(Extracted data entries)
- Opening Delimiter -
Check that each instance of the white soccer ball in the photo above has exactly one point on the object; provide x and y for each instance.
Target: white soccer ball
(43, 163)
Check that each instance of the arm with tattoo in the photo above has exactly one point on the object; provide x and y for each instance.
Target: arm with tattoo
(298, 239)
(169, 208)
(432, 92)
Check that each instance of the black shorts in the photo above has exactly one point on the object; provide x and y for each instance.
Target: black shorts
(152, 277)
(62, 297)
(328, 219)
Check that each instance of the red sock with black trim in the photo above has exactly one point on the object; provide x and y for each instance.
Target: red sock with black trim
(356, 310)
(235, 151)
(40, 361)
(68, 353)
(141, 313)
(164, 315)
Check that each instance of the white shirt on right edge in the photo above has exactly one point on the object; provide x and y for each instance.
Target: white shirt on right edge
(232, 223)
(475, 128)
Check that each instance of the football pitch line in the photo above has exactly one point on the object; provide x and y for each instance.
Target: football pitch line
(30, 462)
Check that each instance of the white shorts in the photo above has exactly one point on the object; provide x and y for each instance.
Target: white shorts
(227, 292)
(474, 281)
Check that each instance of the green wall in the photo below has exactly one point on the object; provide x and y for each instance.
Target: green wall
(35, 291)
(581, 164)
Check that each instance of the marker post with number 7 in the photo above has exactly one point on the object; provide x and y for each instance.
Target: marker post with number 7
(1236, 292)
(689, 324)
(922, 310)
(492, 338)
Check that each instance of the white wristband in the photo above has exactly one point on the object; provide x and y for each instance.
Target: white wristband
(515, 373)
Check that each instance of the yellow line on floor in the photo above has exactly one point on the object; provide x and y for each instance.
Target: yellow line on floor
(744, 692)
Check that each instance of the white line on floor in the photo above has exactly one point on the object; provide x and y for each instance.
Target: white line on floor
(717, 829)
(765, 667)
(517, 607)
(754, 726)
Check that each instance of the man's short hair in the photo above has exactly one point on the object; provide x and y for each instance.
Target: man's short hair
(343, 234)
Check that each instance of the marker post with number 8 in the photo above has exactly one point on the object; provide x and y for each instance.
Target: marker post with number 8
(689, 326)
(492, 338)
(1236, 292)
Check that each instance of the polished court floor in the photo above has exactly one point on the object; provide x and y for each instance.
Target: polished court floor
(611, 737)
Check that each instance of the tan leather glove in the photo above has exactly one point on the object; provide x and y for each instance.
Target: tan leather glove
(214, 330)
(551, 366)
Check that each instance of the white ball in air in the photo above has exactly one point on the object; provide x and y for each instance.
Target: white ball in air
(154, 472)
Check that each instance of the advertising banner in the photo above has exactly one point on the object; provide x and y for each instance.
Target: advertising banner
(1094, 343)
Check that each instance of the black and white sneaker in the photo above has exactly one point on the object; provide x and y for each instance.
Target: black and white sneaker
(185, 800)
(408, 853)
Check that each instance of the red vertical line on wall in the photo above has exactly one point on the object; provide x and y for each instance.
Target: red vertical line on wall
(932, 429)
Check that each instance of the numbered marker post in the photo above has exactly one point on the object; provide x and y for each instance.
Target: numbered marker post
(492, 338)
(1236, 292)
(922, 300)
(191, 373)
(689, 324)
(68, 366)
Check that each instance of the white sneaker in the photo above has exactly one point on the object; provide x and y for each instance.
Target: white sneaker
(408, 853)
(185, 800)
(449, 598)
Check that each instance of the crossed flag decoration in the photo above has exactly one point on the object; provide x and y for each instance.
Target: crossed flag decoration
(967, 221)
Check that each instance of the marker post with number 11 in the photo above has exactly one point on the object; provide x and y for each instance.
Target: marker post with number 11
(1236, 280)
- Closing Delimiter -
**Problem to solve**
Repeat the records above with every character intact.

**The completed task**
Check that each instance of the white soccer ball in the photo above has exactly one point on the object; provide x and y for each instance.
Target: white soccer ball
(43, 163)
Check that each instance of the arm with tattoo in the photo above has exactly one point on the object; provide x and y for each instance.
Target: arm with tattoo
(298, 239)
(169, 208)
(432, 92)
Check that each instance of the black shorts in the photo above has exactly one point on the object; provide x and y for each instance.
Target: black shorts
(152, 277)
(62, 297)
(328, 219)
Check that each instance of the red sock with black trim in the photo above has exactly one point on the object; provide x and y for each instance.
Target: red sock with black trim
(356, 310)
(235, 151)
(40, 361)
(68, 353)
(141, 313)
(164, 315)
Check that each instance of the white shirt on right edge in the photo above has exactly one point on the object; provide x and y for each instance.
Target: white shirt on right edge
(232, 223)
(475, 128)
Check that each instance of the football pitch line in the photo above has exactly one point on the object; provide x and y for each instance.
Target: football pitch line
(30, 462)
Check that each instance of the white shorts in the photo above has exactly one point on the object; provide x and y for each instance.
Target: white shorts
(227, 292)
(474, 281)
Check that each instance of the green wall in the photo below has exactly one point on the object; provide x and y for each instance.
Target: green wall
(35, 291)
(581, 164)
Check that each instance of the marker post with number 7 in the photo above has exactly one point on the object; provide x and y for each instance.
Target: marker post with number 7
(1236, 292)
(689, 324)
(922, 310)
(492, 338)
Check that each instance of the white wristband in the photo above has exactly one point on the object; provide x and y for each instance.
Target: white wristband
(515, 373)
Check that each instance of the yellow line on floor in the photo above has exactly one point on the object; provide x and y for each instance.
Target: yellow line on floor
(744, 692)
Check that each instance of the white line on floor in the photo above has exactly one point on the object; provide x and y for each instance.
Target: white line on floor
(717, 829)
(765, 667)
(517, 607)
(754, 726)
Check that each instance of the man's short hair in the photo above has exactly one point on the object; provide x and y for each instance.
Target: man's short hair
(343, 234)
Check that each instance of the marker post with number 8 in the photo above has exactly one point on the object; provide x and y for each instance.
Target: marker post with number 8
(689, 326)
(492, 338)
(1236, 292)
Check that each instance of the polished court floor in the photo above has exactly one point on the object; provide x and y for each instance.
Target: polished court floor
(611, 737)
Check that each instance of the tan leather glove in the photo above has exactly one point on the object; provide x and y for each instance.
Target: tan leather glove
(214, 330)
(551, 366)
Check that each instance of the white ball in air in the photo above has exactly one point on the object; provide x and y for each instance.
Target: white ball in air
(154, 472)
Check that each instance of the advertising banner in the photo above has exactly one point on the object; provide x and y for each instance.
Target: advertising banner
(1094, 343)
Check that each instance of the black and white sneaker in the photo above has exactly one point on the object; provide x and y for each instance.
Target: black and white sneaker
(185, 800)
(408, 853)
Check that each instance of the red vertical line on wall in the photo above has exactly one point on the object; provide x and y for each instance.
Target: red vertical line on wall
(932, 429)
Check that each instance of the numbered marker post in the photo above has exactly one point on the object; provide x and y for each instance.
Target: numbered marker post
(492, 338)
(1236, 292)
(922, 300)
(191, 373)
(689, 324)
(68, 366)
Check that each instance of the white sneaker in the photo above has exactly one point on the object; provide x and y for each instance.
Target: white sneaker
(408, 853)
(185, 800)
(449, 598)
Check that each instance of the crossed flag decoration in the photo above has exactly one point on the object; provide x and y for each instance.
Target: crossed flag decoration
(967, 221)
Check that each instance of the marker post with number 11 in the photo above has exactly one point on the object; provide x and y for each instance.
Target: marker post with number 11
(1236, 280)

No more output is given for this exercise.